*Verilen Metin*:
━━━━━━━━━━━━━━━━━━━━
Günümüz Çocuklarının Beslenme Düzeni
Çocukların büyük bir kısmı çok fazla miktarda abur cubur yemektedir. En sağlıklı sofralar bile çeşit çeşit patates cipsleri ile doludur. Ayrıca, çocuklara ödül niyetine verilen sağlıksız yiyecekler de çoğumuzun sofrasında hazır bulunur. Kararlı bir anne ya da babanın bile, süpermarkette kendisinden (oyuncak hediyeli) çikolata ve bol şekerli müsli satın almasını isteyen çocuğuna karşı direnmesi oldukça zordur. Çocuğunuza istediği şekerlemeyi almak, tüm akşam dırdırı-nı çekmekten çok daha kolaydır. Ebeveynleri, çocuklarına boyun eğmeye iten şey cahillik ya da ilgisizlik değildir; anne ve babaları yanlış yolda gitmeye zorlayan şey yorgunluk ve bıkkınlıktır. Hayatları zaten hiç de kolay olmayan anne ve babalar için, çocuklarının yiyip içtikleri ile uğraşmak bile oldukça zordur.
━━━━━━━━━━━━━━━━━━━━
*Girdi Listesi*:
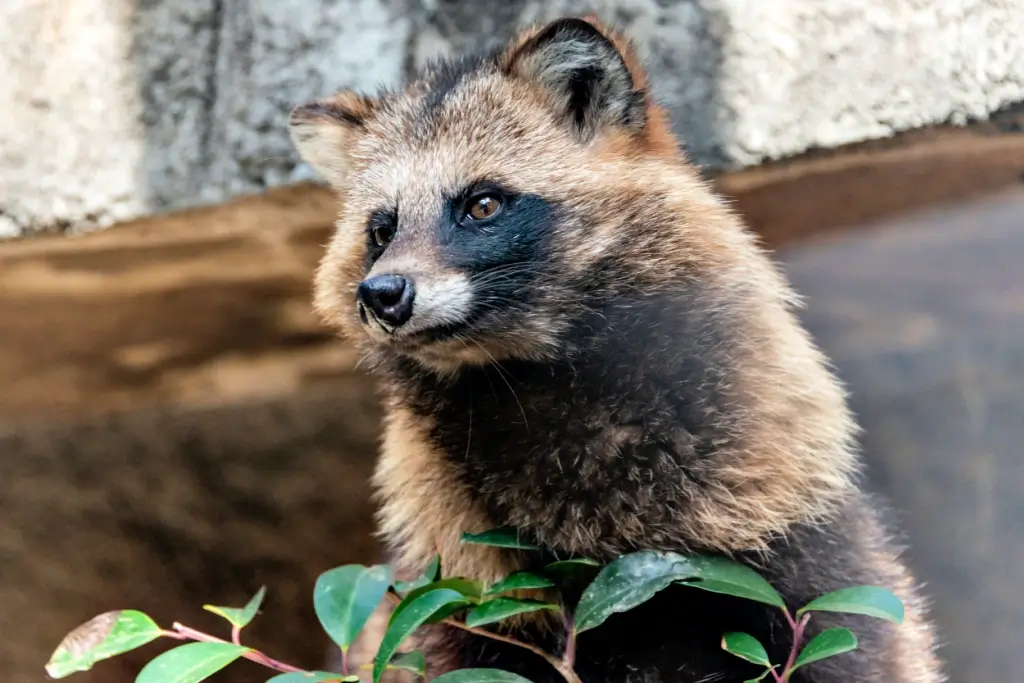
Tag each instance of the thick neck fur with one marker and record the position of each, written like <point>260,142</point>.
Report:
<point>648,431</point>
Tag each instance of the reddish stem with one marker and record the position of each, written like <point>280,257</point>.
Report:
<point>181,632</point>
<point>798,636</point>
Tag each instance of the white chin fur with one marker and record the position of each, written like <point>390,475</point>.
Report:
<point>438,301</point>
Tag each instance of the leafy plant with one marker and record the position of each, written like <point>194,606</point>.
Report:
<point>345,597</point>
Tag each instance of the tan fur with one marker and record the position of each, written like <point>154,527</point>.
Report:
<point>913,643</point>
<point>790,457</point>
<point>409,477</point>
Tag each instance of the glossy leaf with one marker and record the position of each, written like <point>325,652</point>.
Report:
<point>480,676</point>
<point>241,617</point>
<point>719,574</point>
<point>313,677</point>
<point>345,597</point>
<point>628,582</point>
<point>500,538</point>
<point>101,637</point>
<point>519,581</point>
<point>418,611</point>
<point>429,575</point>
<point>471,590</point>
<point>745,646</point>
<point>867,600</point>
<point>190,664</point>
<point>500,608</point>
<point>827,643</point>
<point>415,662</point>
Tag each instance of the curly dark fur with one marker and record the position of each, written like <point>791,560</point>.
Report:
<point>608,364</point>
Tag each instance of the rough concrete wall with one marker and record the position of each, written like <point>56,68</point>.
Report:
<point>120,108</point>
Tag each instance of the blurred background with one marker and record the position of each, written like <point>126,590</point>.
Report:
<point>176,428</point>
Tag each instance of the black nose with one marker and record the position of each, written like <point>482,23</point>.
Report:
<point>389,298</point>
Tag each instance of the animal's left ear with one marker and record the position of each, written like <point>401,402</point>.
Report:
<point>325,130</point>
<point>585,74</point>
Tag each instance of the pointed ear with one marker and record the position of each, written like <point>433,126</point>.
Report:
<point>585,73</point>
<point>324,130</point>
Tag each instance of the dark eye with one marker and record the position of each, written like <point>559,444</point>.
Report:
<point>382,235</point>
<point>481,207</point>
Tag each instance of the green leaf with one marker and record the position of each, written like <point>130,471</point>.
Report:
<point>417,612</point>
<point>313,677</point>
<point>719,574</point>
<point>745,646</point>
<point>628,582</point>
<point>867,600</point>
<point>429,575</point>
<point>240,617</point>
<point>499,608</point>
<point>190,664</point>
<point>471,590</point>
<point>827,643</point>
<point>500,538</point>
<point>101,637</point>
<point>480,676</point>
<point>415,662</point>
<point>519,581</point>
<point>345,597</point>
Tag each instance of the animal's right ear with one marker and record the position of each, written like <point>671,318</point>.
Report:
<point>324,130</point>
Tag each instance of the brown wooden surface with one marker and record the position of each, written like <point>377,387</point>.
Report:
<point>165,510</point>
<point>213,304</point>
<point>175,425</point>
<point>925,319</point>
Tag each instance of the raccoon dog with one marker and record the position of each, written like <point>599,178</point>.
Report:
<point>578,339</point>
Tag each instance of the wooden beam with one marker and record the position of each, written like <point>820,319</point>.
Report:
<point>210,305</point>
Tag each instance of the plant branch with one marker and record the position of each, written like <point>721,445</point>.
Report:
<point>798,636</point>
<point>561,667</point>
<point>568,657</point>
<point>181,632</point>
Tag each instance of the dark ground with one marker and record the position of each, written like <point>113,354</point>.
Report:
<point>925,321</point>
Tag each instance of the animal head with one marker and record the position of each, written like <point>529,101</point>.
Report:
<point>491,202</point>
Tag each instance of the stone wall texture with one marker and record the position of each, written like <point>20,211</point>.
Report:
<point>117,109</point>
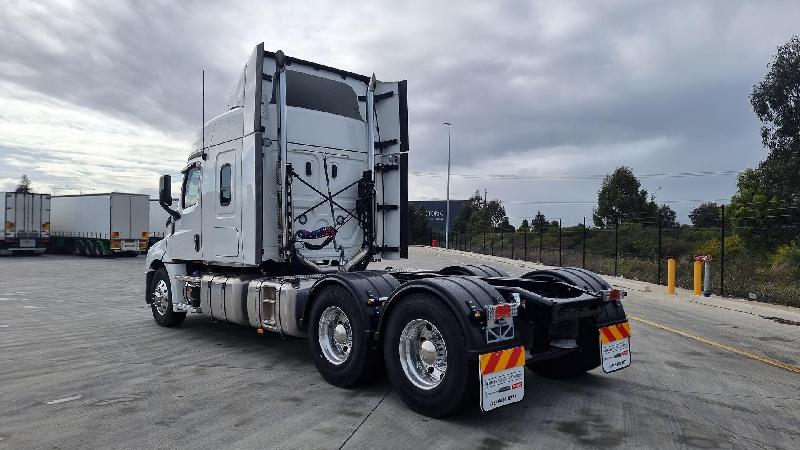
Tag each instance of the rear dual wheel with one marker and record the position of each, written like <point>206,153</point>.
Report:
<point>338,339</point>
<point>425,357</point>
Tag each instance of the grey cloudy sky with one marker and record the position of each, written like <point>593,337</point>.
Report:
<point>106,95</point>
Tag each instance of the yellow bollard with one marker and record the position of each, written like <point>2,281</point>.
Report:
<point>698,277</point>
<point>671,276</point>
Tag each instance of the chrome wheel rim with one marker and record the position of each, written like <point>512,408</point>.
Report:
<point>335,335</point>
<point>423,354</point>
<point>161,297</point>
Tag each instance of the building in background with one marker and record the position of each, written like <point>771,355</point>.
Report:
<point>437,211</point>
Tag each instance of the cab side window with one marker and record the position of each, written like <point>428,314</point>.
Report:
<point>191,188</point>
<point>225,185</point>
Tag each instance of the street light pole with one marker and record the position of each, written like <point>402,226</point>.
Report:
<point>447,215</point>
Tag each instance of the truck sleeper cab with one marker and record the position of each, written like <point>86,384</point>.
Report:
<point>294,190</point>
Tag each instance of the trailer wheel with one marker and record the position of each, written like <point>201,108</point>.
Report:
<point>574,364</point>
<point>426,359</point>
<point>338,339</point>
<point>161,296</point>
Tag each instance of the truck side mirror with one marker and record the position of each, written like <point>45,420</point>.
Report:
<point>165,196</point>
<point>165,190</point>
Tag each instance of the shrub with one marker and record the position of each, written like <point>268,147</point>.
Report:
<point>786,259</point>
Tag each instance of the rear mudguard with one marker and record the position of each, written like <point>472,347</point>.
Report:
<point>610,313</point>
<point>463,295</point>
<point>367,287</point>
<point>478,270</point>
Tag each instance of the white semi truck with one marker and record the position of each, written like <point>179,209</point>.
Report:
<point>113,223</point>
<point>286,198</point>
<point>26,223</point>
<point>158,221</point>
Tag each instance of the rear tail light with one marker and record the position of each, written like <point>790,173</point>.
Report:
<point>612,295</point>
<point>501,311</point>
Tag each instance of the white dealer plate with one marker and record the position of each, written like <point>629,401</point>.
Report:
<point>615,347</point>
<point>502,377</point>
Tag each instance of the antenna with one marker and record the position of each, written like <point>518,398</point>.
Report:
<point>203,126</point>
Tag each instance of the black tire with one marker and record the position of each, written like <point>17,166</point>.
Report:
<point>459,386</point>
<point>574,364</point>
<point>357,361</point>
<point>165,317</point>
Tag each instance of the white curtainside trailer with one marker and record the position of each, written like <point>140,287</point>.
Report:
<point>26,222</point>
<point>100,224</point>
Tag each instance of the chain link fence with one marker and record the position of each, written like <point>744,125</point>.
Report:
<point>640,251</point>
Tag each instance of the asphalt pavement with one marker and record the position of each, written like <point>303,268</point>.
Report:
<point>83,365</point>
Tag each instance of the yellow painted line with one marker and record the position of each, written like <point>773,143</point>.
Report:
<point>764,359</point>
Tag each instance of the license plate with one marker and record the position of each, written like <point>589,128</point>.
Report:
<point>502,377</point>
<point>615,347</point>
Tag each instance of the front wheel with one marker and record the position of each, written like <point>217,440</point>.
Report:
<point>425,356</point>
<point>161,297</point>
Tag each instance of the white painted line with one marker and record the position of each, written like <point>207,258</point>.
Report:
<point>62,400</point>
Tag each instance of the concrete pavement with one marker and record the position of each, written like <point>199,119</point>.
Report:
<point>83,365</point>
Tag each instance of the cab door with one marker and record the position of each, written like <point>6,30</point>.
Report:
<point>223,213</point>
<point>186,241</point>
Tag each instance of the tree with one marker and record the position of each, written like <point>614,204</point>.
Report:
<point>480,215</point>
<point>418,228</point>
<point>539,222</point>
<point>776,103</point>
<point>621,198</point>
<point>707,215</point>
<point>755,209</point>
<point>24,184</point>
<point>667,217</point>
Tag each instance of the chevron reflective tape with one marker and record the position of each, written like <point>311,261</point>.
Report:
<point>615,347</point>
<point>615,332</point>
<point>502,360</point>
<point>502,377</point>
━━━━━━━━━━━━━━━━━━━━
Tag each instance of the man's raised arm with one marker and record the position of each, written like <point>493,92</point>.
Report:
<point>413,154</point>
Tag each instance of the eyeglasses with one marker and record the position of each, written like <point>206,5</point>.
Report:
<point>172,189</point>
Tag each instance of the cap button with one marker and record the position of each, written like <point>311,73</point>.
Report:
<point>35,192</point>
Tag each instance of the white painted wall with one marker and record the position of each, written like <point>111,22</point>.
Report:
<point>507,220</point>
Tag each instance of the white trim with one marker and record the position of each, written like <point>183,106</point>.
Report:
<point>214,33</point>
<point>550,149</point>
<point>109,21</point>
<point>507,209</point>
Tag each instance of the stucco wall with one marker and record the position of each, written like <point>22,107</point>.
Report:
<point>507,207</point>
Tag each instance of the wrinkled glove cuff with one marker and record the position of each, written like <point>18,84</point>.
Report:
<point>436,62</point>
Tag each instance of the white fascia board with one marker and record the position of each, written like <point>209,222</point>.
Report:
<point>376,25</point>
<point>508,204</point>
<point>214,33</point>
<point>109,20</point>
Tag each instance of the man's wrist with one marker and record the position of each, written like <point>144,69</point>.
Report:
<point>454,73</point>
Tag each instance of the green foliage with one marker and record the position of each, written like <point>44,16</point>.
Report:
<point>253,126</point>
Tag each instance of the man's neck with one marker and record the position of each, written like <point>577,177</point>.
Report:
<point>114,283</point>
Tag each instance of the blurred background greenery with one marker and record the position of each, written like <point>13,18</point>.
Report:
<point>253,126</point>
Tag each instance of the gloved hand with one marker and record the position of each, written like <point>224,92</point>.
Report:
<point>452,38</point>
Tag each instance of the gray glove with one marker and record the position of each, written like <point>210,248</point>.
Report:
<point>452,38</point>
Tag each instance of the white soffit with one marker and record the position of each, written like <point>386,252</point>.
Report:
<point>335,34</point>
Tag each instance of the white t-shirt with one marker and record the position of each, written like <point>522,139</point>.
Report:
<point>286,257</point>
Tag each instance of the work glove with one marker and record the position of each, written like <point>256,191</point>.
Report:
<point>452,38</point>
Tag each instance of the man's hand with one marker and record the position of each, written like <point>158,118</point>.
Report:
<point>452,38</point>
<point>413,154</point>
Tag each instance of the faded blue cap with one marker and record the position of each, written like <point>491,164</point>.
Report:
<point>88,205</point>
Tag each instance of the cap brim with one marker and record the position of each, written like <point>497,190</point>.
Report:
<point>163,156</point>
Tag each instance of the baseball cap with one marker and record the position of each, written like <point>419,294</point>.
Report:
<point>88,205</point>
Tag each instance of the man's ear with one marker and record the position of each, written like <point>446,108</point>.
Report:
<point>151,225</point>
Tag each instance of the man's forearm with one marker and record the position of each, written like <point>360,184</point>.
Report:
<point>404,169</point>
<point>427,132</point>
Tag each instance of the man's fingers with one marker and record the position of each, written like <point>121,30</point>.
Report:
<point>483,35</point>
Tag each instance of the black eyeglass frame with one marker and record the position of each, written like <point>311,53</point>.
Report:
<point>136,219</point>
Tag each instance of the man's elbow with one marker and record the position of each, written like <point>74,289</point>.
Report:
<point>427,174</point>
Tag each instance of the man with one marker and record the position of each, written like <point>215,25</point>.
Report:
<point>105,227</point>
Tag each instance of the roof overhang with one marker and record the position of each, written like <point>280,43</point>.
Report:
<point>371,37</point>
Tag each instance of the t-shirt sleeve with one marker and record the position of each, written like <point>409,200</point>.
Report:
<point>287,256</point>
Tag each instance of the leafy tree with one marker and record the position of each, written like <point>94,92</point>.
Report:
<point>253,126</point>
━━━━━━━━━━━━━━━━━━━━
*Görevleriniz*:
a. Beslenme düzeni konulu metne göre, anne ve babaları yanlış yolda gitmeye zorlayan şey nedir?
b. Listede "Tag each instance of the stone" ifadesini içeren satırdan başlayıp "<point>117,109</point>" ifadesini içeren satırda biten satırları, her iki uç dahil olmak üzere, hiçbir değişiklik yapmadan yazdırınız.
Metin ile liste birbirinden farklı kaynaklardan alınmıştır.

*Görev Yanıtları*:
a. Yorgunluk ve bıkkınlıktır.

b.
Tag each instance of the stone wall texture with one marker and record the position of each, written like <point>20,211</point>.
Report:
<point>117,109</point>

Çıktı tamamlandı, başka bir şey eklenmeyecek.